Task requirements =
**1)** Reproduce the part of the passage on remote health care that opens with the words containing "If one day you" and closes with "for the appointments.", switching "cold winter morning" to "chilly autumn morning".
**2)** Summarize the passage on remote health care in two sentences.

Passage =

Secondly, our country has around 67 doctors and nurses per 100,000 population, while the WHO recommends 230 of them for that size of population (ILO, 2017). This shortage of skilled human resources is more prevalent in rural areas. Thus, when a primary caregiver like nurses can prioritise if the patient’s medical needs are that of health education and counselling or a visit to a specialised clinic, this serves the strained health system (service provider) and in part reduces the out-of-pocket spending of the patients (service recipients) by choosing the right and optimum modality of medical care by patients for themselves. Also, this instant and real-time nursing service can (in part) compensate our poor health-seeking behaviours by ensuring early diagnosis and treatment (before it is too late!).
Should we welcome a remote health service?
If one day you wake up, it is a cold winter morning and while exiting your home, you start sneezing, you take a couple of steps, the sneeze does not stop, it makes you tearful and your nose running. After 15 minutes, you finally give up and decide to go back home, with great effort, you dial a number and explain your symptoms. The nurse at the other end sounds concerned; she listens to your symptoms and asks about the difficulty in breathing, or swollen eyelids or tongue. Having ruled out all other complications, she counsels you to be conscious of chill mornings and consult a doctor if this persists or visit an emergency ward if the future allergies are associated with shortness of breath, and swollen tongues.
Unmistakably, remote care (telenursing in this case) is all about bringing expertise to you, instead of us hovering through the hospital corridors or waiting for the appointments.

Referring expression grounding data
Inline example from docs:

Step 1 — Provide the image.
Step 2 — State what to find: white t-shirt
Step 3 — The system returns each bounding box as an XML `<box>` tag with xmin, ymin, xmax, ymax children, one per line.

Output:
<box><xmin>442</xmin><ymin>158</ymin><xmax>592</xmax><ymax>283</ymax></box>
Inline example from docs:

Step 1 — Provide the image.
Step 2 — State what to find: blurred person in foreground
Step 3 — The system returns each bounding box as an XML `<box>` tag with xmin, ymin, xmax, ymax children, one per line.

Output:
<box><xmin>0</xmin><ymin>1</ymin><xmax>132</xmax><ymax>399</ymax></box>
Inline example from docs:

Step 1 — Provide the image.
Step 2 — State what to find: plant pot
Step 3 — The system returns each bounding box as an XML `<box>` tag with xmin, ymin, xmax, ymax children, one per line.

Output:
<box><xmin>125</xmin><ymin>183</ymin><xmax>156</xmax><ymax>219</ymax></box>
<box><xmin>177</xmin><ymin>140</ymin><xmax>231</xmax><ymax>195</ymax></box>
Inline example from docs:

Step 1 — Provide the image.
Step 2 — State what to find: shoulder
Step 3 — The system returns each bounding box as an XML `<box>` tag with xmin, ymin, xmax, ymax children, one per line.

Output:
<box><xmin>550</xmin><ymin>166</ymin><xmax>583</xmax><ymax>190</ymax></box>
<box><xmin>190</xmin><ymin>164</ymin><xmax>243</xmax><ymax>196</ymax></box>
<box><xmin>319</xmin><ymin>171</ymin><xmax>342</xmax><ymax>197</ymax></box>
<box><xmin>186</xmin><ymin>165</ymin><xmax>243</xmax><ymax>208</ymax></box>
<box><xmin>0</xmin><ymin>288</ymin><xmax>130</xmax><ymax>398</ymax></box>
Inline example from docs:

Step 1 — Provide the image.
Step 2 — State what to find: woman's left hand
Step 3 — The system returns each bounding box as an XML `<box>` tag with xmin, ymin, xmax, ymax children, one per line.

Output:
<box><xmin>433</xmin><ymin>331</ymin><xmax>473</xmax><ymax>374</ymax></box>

Outputs by task =
**1)**
If one day you wake up, it is a chilly autumn morning and while exiting your home, you start sneezing, you take a couple of steps, the sneeze does not stop, it makes you tearful and your nose running. After 15 minutes, you finally give up and decide to go back home, with great effort, you dial a number and explain your symptoms. The nurse at the other end sounds concerned; she listens to your symptoms and asks about the difficulty in breathing, or swollen eyelids or tongue. Having ruled out all other complications, she counsels you to be conscious of chill mornings and consult a doctor if this persists or visit an emergency ward if the future allergies are associated with shortness of breath, and swollen tongues.
Unmistakably, remote care (telenursing in this case) is all about bringing expertise to you, instead of us hovering through the hospital corridors or waiting for the appointments.

**2)** The country has about 67 doctors and nurses per 100,000 people against a WHO recommendation of 230, and the shortage is worse in rural areas. Nurses who help patients choose between counseling and a specialized clinic ease the strained system, lower patients' out-of-pocket spending and support early diagnosis and treatment, and telenursing brings this expertise to patients so they do not have to wander hospital corridors or wait for appointments.